* **DOCUMENT EXCERPT**
When I left off my Bible reading plan months ago, I was in Isaiah, and that's not the best place to restart my love for the Word, so I just started in Matthew, Chapter 1 today, thinking I would breeze through it and move on to chapter 2, but I got so much out of it that I wanted to share the biggest things.
* The genealogy from vs 2-16 shows so many different types of people, men & women, good & evil, righteous & unrighteous. A good reminder that He can use anyone, no matter what your background.
* I was so inspired by Joseph's obedience to ignore what the world told him was right and acceptable and marry Mary even though she was pregnant with someone else's child. And he was obviously a Godly man because he recognized that his dream was real and set out to obey it immediately.

* **RECORDS SUPPLIED**
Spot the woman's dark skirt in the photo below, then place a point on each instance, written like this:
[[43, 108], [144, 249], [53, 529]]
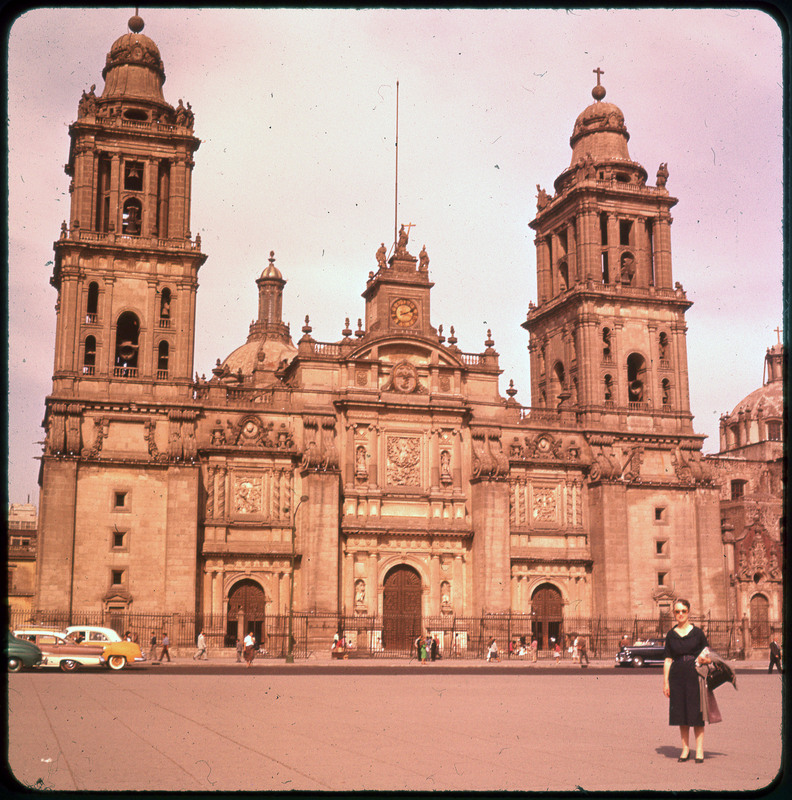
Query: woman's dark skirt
[[684, 707]]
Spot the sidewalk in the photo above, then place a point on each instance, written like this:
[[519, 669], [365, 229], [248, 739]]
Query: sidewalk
[[227, 658]]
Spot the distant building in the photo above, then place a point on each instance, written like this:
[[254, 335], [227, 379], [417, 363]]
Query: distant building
[[22, 547], [428, 493], [750, 471]]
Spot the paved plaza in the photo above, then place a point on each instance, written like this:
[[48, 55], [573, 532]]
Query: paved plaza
[[348, 727]]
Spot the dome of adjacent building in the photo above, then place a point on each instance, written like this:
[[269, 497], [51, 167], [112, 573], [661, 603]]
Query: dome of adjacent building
[[271, 271], [134, 67], [256, 354]]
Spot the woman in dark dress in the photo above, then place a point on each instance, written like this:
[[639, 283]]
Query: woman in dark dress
[[683, 650]]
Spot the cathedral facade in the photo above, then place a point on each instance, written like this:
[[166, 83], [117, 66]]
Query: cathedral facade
[[386, 469]]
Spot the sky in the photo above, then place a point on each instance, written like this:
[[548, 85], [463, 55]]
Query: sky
[[296, 112]]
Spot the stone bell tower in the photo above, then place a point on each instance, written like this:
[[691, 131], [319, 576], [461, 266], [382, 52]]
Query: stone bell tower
[[125, 264], [119, 482], [608, 330]]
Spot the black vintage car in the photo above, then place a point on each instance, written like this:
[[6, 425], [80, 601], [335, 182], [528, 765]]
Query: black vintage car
[[647, 653]]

* **SHORT PROBLEM 1**
Write out the Matthew reading post word for word, everything from "When I left" down to "what your background.".
* **SHORT PROBLEM 2**
Continue the post about reading Matthew, Chapter 1 from the point where it stops.

* **TASK RESPONSE 1**
When I left off my Bible reading plan months ago, I was in Isaiah, and that's not the best place to restart my love for the Word, so I just started in Matthew, Chapter 1 today, thinking I would breeze through it and move on to chapter 2, but I got so much out of it that I wanted to share the biggest things.
* The genealogy from vs 2-16 shows so many different types of people, men & women, good & evil, righteous & unrighteous. A good reminder that He can use anyone, no matter what your background.

* **TASK RESPONSE 2**
* I looked up the word "Messiah" from verse 16 and saw that part of the definition was "the expected king and deliverer of the Jews," and that word "expected" got me. The Jews were expecting a Messiah but He didn't meet their expectations so many didn't accept the very thing they had been waiting for. How many times do I ask God for something and then really wait and expect Him to answer? And when He does, if its not up to my expectations, do I discount it or accept it and praise Him for His answer. It reminded me of this verse.
"In the morning, O LORD, you hear my voice; in the morning I lay my requests before you and wait in expectation." Psalm 5:3
O Lord, may I truly be waiting for you, expecting you to answer, expecting miracles, expecting to see you working around me. And may I not ignore you when you do answer prayers! Thank you for not just meeting our expectations, but far surpassing them, exceedingly and abundantly more! Amen.